## [Görevler ve alıştırmalar]
[a] 3. Selim hakkındaki metne göre Selim'in aldığı eğitimler sonucunda hangi alanlarda temayüz ettiğini eksiksiz sıralayın.
[b] 3. Selim hakkındaki metnin "İTİDALLİ BİR YENİLİKÇİ:3.SELİM" sözlerinden başlayıp "daha iyi anlatmaktadır." sözleri de dâhil olmak üzere oraya kadar uzanan kısmını hiçbir değişiklik yapmadan tekrarlayın.

## [Verilen metin]
* * *

İTİDALLİ BİR YENİLİKÇİ:3.SELİM
28. Osmanlı Padişahı 3. Selim, 24 Aralık 1761'de Sultan 3. Mustafa ve Mihrişah Sultan'ın ilk oğulları olarak Topkapı Sarayı'nda dünyaya gelmiştir. Osmanlı saray âdetleri gereğince, doğan ilk şehzade için yapılan kutlamalar hep büyük ve coşkulu olduğu için 3. Mustafa da, oğlu Selim'in dünyaya gelişini yedi gün yedi gece devam eden şenliklerle kutlamış, hayırlı ve mutlu bir hayat sürmesi için dualar ettirmiştir. Özellikle padişahların 36 yıl boyunca (1725–1761) hiç erkek çocuklarının (şehzâde) olmaması, bu coşkulu kutlamalara yüklenen mânâyı daha iyi anlatmaktadır.
3. Selim beş-altı yaşlarına geldiğinde önce İncili Köşk önünde yapılan bir törenle (Bed'i Besmele) derse başlamış, akabinde kendini ilim adamlarının rahle-i tedrisinde bulmuş, başta İslâmî ilimler olmak üzere oldukça iyi bir eğitim almış, öğrendiklerini tam bir hâl dili hâline getirmiştir. Arapça ve Farsçayı çok iyi öğrenmiş, İslâmî ilimlerde kendini sürekli yenilemiştir. Babası 3. Mustafa ıslahat ve yenilik hareketlerini hayata geçirirken oğlu Selim'i de yanında bulundurmuş, onun devlet işleyişine alışmasını temin etmeye çalışmıştır. Ayrıca aldığı eğitimler neticesinde iyi bir hattat, iyi bir binici, kılıç sallamakta ve ok atmada oldukça kabiliyetli bir şehzâde olarak temayüz etmiştir. Tahta çıkınca bastıracağı "sahihü'l-ayar" sikkelerinin desenlerini bile çizmiştir. Bu durum, devlet işlerini ne kadar ciddiye aldığını göstermektedir.

* * *

[Adlandırılmış nesne gösterme kayıtları]

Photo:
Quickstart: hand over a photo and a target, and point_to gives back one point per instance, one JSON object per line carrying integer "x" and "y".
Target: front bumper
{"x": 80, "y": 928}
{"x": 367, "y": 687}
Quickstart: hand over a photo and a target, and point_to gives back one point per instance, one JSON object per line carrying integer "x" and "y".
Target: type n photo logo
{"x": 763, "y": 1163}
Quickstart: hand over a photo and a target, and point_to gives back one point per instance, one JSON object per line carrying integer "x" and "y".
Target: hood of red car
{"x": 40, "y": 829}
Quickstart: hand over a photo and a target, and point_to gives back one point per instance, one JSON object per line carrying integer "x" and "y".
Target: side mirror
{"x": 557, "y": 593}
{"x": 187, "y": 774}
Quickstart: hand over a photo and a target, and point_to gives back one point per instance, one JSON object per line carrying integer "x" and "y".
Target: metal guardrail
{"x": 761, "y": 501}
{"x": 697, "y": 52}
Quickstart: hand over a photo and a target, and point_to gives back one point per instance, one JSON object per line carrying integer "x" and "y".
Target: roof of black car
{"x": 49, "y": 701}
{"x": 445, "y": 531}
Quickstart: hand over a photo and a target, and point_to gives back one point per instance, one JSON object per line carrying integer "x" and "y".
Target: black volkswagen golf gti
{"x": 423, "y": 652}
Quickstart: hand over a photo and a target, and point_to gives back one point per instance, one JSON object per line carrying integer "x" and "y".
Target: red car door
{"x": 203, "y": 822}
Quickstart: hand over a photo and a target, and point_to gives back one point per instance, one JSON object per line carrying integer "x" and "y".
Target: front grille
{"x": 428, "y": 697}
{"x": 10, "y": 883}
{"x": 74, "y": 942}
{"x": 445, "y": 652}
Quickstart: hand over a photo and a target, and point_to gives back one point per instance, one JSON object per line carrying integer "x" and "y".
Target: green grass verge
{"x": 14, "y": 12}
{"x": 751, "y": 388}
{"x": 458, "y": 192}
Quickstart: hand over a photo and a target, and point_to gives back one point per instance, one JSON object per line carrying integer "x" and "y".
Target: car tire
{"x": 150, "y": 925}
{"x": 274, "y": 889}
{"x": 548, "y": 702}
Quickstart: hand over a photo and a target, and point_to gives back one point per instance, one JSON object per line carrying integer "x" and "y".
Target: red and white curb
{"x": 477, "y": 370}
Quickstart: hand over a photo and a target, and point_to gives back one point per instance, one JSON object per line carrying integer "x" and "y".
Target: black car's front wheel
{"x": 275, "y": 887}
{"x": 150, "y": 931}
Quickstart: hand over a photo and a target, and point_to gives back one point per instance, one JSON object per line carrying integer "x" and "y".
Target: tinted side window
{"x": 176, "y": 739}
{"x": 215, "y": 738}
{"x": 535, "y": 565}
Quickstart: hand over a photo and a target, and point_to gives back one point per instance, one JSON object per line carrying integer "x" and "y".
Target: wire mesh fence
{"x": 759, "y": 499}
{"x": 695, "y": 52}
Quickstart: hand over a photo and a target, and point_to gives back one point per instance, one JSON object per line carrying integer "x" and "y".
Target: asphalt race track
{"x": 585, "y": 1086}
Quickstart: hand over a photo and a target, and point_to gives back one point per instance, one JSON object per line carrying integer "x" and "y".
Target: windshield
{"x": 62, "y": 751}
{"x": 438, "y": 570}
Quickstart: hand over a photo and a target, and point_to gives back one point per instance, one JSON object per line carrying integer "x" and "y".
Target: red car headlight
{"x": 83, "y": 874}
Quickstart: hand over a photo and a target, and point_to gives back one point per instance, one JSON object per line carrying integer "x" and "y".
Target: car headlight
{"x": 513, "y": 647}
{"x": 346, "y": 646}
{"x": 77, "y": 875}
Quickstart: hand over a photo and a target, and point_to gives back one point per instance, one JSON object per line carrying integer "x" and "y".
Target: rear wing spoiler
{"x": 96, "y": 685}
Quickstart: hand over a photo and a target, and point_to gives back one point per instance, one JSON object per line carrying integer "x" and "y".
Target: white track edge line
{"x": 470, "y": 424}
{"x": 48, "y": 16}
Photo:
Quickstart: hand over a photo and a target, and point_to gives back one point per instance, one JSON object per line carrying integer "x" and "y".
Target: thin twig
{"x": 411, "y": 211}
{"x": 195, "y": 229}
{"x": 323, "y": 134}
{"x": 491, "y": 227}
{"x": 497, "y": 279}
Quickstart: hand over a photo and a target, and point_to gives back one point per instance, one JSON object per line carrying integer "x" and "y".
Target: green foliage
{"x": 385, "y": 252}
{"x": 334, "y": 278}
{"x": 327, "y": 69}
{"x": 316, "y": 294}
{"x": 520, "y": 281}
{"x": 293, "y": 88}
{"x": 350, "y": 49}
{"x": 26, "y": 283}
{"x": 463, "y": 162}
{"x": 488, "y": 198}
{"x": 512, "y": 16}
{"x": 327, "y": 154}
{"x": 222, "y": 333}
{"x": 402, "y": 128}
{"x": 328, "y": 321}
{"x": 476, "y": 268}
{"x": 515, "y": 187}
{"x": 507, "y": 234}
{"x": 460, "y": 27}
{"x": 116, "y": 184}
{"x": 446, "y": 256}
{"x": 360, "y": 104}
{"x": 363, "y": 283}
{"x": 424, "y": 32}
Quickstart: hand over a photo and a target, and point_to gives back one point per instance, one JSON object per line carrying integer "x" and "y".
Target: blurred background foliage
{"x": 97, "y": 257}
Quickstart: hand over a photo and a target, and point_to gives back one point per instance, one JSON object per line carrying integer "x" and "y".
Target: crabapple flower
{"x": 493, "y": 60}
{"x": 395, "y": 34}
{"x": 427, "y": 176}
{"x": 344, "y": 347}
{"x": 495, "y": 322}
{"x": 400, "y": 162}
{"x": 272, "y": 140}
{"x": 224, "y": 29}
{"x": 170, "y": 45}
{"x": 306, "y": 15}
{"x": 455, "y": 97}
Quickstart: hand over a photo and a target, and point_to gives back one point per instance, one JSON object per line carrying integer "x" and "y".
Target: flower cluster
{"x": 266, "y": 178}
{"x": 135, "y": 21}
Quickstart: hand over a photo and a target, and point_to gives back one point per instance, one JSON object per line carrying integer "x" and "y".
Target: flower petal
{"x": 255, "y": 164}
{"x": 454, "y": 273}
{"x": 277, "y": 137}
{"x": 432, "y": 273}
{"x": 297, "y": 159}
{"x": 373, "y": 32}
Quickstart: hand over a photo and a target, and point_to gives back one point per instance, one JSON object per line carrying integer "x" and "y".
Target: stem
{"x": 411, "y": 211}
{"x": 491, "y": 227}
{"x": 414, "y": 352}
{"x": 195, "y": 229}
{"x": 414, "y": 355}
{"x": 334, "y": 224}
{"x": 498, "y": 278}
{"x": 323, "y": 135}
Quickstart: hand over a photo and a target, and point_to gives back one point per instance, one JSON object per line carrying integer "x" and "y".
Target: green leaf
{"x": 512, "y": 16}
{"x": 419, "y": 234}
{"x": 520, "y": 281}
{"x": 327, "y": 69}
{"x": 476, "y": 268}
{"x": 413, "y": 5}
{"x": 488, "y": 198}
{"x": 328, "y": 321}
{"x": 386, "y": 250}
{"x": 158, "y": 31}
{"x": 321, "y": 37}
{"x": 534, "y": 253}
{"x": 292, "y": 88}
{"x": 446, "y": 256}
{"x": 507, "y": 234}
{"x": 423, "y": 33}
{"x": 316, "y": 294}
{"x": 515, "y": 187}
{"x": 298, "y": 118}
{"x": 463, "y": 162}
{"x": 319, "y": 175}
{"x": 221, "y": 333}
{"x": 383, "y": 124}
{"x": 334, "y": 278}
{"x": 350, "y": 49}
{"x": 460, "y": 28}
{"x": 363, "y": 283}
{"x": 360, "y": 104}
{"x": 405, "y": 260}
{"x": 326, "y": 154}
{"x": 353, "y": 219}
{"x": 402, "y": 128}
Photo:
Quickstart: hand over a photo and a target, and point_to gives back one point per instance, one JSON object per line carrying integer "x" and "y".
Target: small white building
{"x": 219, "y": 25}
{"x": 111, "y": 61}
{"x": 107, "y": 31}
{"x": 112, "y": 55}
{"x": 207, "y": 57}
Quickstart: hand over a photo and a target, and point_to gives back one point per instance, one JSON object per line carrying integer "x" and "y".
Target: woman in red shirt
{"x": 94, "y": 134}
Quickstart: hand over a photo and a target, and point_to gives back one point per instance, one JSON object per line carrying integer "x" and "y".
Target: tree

* * *

## [Eksiksiz cevaplar]
[a] Hattatlık, binicilik, kılıç sallama ve ok atma.

[b]
İTİDALLİ BİR YENİLİKÇİ:3.SELİM
28. Osmanlı Padişahı 3. Selim, 24 Aralık 1761'de Sultan 3. Mustafa ve Mihrişah Sultan'ın ilk oğulları olarak Topkapı Sarayı'nda dünyaya gelmiştir. Osmanlı saray âdetleri gereğince, doğan ilk şehzade için yapılan kutlamalar hep büyük ve coşkulu olduğu için 3. Mustafa da, oğlu Selim'in dünyaya gelişini yedi gün yedi gece devam eden şenliklerle kutlamış, hayırlı ve mutlu bir hayat sürmesi için dualar ettirmiştir. Özellikle padişahların 36 yıl boyunca (1725–1761) hiç erkek çocuklarının (şehzâde) olmaması, bu coşkulu kutlamalara yüklenen mânâyı daha iyi anlatmaktadır.